-- begin PASSAGE SHOWN --

When watching a news report on the recent tragedy in Colorado I was struck by the sight of people using mobile phones to film people leaving the cinema. The state of shock on the people’s faces and the freshness of the blood on their clothes signaled that the event was still unfolding. My first response was surprise that someone would think to start filming in the midst of such circumstances. My second was to wonder whether there were any grounds for objection. The particular video shown on the news was not very graphic, although the fear and confusion was tangible. There may have been more gruesome mobile videos from that day. So, I pose the following questions: is it OK to video horror as it unfolds? Might there even be good reasons to do so? What factors affect the answer to this question?


The first thing to be clear about is the potential value in capturing tragic events. First, and most obviously, the videos can be a source of information. We can know with much more certainty what ‘really happened’ if it was captured on video – videos of a tragic event provide information for news reports aiming to document and disseminate facts, and possibly also for courts, as sources of evidence. We are always grateful when CCTV cameras capture this useful information, no matter how terrible the images.

In addition to providing hard information, there might also be value in the way that a video can allow its viewers to better understand – even vicariously experience – the nature or ‘reality’ of the event in a way that simply reading or hearing about it doesn’t achieve. This value might be located in the way a video makes it difficult for the viewer to distance himself from the plight of his fellow human beings. However, whilst it is good to try to fully understand what others have been through, it is likely that some tragedies are so disturbing that we do not think potential viewers have a duty to enter into the experience themselves.

-- end PASSAGE SHOWN --

PROMPT 1
Gather every line of the records that contains the string "sunlight", matching case exactly.
PROMPT 2
Write what comes next in the passage on filming tragic events as they unfold, picking up after its last sentence.

-- begin GIVEN INFORMATION --

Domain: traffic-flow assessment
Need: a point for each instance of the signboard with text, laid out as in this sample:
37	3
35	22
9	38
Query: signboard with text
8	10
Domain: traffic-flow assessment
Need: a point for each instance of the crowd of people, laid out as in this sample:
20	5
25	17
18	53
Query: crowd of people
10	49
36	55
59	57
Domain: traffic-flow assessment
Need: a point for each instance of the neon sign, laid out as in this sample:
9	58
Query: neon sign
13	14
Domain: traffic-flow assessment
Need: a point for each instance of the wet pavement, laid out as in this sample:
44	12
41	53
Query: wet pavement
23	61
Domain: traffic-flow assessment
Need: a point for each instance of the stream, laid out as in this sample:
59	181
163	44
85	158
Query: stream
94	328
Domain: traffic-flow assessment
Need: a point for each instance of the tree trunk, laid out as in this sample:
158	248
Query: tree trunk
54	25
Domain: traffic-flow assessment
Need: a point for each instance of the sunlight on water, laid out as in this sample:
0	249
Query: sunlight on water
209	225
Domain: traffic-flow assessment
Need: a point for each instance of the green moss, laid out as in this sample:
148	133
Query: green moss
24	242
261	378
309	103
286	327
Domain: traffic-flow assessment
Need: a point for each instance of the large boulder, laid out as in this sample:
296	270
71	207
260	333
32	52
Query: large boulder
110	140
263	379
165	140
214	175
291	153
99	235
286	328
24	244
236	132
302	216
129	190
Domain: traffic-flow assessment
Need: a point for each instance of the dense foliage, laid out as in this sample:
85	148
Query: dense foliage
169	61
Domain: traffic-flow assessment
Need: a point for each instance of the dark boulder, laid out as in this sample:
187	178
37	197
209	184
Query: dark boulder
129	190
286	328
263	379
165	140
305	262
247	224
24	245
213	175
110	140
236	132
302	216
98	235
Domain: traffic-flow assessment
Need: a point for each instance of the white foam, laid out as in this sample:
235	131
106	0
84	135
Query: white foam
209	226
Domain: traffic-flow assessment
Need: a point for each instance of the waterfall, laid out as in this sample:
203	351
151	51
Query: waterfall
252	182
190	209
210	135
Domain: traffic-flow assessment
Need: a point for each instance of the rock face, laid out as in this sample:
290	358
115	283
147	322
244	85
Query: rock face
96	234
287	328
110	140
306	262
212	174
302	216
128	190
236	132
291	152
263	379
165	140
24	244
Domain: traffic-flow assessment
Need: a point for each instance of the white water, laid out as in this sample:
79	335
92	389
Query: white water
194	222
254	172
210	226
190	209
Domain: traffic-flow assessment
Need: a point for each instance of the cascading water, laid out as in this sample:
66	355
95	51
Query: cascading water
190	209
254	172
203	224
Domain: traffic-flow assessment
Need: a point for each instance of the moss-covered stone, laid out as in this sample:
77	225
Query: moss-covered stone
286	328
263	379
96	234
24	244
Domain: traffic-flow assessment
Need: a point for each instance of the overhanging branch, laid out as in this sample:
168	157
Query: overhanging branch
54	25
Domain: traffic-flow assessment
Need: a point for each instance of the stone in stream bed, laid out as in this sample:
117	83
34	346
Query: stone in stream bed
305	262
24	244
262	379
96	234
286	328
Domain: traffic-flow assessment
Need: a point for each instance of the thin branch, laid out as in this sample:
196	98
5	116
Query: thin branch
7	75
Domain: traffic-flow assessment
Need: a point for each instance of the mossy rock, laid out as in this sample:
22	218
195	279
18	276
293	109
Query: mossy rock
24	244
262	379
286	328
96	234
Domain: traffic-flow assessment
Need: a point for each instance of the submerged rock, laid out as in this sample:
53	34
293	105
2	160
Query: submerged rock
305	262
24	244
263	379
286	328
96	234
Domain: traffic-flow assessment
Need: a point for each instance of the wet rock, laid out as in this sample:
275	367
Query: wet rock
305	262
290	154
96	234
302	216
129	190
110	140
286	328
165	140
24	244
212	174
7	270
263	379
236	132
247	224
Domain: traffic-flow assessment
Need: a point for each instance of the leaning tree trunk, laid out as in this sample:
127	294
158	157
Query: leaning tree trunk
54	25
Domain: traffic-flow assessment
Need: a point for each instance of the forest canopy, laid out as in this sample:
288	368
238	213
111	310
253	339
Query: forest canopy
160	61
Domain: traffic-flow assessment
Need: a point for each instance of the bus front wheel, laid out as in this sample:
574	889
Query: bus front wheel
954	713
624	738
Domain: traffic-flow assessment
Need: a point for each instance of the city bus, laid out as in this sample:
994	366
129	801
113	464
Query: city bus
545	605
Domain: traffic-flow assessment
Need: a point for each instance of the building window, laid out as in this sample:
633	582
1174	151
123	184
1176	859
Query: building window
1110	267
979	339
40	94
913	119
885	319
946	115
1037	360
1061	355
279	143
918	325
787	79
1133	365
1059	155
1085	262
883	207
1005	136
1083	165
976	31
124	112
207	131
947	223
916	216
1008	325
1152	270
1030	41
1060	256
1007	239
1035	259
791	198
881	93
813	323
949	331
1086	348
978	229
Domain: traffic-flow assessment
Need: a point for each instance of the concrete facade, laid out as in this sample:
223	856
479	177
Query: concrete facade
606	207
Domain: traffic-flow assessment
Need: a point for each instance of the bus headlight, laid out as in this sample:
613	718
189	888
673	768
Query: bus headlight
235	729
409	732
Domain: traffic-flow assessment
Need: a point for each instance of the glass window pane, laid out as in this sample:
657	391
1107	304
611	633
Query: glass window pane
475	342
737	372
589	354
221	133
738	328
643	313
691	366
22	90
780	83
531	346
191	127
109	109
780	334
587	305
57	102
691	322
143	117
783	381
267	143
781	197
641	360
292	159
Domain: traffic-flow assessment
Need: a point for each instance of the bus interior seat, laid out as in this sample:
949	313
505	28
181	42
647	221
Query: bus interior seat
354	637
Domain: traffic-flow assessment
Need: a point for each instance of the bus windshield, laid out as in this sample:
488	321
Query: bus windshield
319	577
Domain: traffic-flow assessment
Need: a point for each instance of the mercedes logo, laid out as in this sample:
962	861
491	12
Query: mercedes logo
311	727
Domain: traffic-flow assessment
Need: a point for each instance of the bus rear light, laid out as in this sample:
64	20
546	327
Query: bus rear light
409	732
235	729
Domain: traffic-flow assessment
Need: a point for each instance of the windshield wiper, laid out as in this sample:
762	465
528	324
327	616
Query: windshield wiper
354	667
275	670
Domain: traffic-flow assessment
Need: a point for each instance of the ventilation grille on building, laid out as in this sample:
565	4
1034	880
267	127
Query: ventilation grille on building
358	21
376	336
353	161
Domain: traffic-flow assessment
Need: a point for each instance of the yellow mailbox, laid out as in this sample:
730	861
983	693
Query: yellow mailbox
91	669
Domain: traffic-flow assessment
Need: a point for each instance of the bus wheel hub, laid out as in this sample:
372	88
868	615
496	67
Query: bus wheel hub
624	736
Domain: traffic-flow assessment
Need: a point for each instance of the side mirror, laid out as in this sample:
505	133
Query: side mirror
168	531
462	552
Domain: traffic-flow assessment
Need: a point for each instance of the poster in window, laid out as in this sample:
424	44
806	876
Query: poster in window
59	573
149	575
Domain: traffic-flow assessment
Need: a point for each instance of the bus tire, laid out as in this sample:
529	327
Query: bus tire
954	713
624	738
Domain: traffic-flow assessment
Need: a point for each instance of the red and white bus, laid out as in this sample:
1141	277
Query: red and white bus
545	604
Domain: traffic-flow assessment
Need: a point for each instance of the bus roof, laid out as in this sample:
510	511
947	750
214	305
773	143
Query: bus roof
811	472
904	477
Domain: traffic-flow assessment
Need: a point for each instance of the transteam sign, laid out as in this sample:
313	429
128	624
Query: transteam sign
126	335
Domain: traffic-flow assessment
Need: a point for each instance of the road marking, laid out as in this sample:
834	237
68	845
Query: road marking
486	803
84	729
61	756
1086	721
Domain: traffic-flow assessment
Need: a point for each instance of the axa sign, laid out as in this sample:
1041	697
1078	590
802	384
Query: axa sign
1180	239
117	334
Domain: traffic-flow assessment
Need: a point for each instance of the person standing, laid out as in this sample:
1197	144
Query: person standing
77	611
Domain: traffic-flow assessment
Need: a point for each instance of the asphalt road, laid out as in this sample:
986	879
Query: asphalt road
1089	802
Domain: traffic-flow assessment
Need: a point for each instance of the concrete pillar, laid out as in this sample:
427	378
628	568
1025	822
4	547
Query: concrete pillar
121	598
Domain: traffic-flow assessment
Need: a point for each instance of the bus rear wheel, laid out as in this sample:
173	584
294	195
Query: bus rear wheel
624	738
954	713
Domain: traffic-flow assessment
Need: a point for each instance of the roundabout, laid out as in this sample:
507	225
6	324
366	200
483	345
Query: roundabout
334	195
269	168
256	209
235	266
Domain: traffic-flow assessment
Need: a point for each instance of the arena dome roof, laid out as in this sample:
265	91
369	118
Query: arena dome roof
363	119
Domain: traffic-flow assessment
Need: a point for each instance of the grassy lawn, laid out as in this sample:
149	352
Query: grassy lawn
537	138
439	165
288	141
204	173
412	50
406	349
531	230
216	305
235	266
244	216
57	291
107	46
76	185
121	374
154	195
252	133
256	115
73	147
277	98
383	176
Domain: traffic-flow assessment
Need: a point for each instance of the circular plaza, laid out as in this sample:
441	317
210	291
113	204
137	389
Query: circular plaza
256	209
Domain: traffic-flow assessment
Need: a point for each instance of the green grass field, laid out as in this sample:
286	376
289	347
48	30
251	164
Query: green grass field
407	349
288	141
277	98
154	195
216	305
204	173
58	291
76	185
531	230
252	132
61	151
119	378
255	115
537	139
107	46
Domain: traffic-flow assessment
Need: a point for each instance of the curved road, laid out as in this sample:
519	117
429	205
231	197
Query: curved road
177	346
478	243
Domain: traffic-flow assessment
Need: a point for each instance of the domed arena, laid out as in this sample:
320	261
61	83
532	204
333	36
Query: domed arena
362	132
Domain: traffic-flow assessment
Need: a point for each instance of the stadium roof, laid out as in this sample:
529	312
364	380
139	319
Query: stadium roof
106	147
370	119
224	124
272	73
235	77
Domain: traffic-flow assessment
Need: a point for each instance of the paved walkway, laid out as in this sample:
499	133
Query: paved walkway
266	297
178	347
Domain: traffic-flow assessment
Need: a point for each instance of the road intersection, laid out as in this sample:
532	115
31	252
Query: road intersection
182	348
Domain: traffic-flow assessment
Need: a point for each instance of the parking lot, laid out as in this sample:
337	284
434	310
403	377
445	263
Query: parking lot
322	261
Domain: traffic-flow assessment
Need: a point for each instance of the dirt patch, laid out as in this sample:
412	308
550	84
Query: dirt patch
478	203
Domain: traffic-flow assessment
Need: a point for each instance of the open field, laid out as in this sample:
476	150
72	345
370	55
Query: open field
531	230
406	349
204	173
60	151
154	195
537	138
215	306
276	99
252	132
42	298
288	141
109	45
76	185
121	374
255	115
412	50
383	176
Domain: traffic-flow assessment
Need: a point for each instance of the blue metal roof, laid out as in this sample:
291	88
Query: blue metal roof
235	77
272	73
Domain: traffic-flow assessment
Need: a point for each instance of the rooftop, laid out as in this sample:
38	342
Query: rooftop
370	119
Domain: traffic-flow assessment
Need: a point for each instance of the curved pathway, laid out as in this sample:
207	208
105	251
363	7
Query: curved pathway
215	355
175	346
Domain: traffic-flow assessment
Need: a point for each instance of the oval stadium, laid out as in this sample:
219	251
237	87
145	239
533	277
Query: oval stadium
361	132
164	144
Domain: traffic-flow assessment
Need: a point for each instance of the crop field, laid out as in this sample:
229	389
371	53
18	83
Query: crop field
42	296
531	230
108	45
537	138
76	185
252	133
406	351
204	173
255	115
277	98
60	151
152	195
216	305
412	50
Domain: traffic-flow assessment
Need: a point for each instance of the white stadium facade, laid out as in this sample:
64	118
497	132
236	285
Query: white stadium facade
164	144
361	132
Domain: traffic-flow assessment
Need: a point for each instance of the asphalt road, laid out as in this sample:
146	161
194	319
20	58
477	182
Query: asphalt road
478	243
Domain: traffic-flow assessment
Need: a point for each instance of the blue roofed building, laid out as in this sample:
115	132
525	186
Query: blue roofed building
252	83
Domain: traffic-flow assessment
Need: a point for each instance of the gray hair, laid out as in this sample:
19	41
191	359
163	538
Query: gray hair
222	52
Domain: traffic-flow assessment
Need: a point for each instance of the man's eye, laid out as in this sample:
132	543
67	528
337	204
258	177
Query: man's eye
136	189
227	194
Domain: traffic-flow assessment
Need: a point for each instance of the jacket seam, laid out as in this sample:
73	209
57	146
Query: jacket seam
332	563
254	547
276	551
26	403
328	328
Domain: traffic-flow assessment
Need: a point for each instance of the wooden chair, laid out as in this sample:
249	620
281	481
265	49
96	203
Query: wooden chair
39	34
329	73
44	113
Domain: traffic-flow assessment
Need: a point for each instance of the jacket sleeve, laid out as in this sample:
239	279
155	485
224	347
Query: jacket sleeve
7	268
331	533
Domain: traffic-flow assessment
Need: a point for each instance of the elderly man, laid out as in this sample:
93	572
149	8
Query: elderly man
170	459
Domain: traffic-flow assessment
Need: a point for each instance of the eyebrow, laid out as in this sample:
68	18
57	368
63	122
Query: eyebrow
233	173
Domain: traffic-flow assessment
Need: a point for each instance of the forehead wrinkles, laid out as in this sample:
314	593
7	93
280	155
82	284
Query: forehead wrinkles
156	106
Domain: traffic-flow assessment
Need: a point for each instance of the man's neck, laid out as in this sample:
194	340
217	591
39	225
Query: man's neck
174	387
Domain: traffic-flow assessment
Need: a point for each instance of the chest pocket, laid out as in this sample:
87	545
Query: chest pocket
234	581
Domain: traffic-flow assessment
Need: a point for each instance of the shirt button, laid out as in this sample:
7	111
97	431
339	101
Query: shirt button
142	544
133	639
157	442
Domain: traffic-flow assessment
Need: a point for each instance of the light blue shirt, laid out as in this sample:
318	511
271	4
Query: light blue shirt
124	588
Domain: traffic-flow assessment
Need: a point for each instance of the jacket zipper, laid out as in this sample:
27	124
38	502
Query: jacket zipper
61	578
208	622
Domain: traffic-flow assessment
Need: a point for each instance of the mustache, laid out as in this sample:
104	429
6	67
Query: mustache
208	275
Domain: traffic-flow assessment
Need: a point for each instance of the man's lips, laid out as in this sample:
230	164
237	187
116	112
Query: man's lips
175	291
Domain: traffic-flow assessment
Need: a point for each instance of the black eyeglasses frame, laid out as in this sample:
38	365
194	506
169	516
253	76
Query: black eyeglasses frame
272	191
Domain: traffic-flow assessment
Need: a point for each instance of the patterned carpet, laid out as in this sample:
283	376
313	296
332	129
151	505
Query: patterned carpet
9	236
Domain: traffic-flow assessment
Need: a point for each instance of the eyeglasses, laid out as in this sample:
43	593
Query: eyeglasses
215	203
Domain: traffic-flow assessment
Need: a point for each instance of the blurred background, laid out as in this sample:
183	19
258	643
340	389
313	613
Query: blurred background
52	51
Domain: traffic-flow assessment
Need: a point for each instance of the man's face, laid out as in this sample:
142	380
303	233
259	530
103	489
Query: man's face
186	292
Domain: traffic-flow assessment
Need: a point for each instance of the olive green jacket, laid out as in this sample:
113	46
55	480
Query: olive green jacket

-- end GIVEN INFORMATION --

EXERCISE RESULT 1
Need: a point for each instance of the sunlight on water, laid out as in this sample:
Query: sunlight on water

EXERCISE RESULT 2
Balanced against this value-in-information justification are several potential reasons why capturing horror might not be OK. The first objection would be that the cameraman or woman should be helping rather than filming. This would obviously be true if there was something clear to do and the number of people needed was greater than or equal to the number of people in the vicinity. If we imagine a person has been set on fire, and the nearby bucket of water requires the strength of two people to lift it, if the would-be cameraman is one of two people there, he must help, not film. It becomes less clear, though, if there is nothing anyone can do. Might it actually be most helpful then to capture the details of what happens?

This leads to the next objection: even if there’s nothing one can do to help, the act of videoing the events as they unfold could suggest a dispassionate or even voyeuristic attitude towards said events. I leave for reader discussion whether the spirit in which the filming is conducted is relevant to whether it is OK and how this balances with the usefulness of the information.

The third potential objection is that there could be issues of privacy or dignity involved in filming the victims of the horrific event. It is likely that a person experiencing great pain and suffering would object to a camera steadily trained on their unfolding nightmare. Whether this would require the automatic respect of the wishes of the victim (if expressed) or the weighing up of these wishes with the information potentially captured is unclear.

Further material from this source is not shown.